Set down exactly the stretch of lines below that opens at the line containing "Please identify the green" and continues through the last line of the entries, and nothing else.

+ + + +

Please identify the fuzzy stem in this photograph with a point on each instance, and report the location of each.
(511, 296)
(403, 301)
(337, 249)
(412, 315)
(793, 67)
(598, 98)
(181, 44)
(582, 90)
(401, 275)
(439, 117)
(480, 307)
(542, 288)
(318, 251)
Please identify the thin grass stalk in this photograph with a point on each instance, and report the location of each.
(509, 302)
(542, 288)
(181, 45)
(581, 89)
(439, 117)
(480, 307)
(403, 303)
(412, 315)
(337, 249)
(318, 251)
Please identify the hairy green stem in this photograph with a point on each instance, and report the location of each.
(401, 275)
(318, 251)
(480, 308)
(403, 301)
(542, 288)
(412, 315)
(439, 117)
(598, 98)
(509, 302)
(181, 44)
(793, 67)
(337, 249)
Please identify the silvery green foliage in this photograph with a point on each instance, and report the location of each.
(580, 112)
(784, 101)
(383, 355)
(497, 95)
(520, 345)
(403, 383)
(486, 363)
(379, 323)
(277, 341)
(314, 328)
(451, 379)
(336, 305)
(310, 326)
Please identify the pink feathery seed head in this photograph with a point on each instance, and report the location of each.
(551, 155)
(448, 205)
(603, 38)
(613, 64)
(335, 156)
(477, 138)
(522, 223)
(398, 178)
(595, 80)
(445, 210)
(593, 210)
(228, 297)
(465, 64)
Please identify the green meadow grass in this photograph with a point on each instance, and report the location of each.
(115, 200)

+ + + +

## Task answer
Please identify the green meadow grass in this photograph with a point on each instance, and report the location of each.
(115, 200)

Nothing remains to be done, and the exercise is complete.